__PROBLEM TO WORK ON__
Copy out the full set of records. Keep every word the same.

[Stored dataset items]
****

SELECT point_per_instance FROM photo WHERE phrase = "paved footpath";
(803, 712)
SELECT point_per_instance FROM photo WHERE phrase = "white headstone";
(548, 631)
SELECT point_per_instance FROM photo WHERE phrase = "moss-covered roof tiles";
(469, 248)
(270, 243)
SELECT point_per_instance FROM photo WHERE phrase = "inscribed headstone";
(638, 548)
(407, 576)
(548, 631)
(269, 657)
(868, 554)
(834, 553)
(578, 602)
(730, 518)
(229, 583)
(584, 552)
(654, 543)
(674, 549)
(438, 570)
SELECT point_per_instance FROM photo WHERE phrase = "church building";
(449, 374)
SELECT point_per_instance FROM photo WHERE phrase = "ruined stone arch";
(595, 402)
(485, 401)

****

__RESPONSE FOR THIS EXERCISE__
SELECT point_per_instance FROM photo WHERE phrase = "paved footpath";
(803, 712)
SELECT point_per_instance FROM photo WHERE phrase = "white headstone";
(548, 631)
SELECT point_per_instance FROM photo WHERE phrase = "moss-covered roof tiles";
(469, 248)
(270, 243)
SELECT point_per_instance FROM photo WHERE phrase = "inscribed headstone";
(638, 548)
(407, 576)
(548, 631)
(269, 657)
(868, 554)
(834, 553)
(578, 602)
(730, 518)
(229, 583)
(584, 552)
(654, 543)
(674, 549)
(438, 570)
SELECT point_per_instance FROM photo WHERE phrase = "church building";
(449, 374)
SELECT point_per_instance FROM photo WHERE phrase = "ruined stone arch";
(595, 402)
(485, 401)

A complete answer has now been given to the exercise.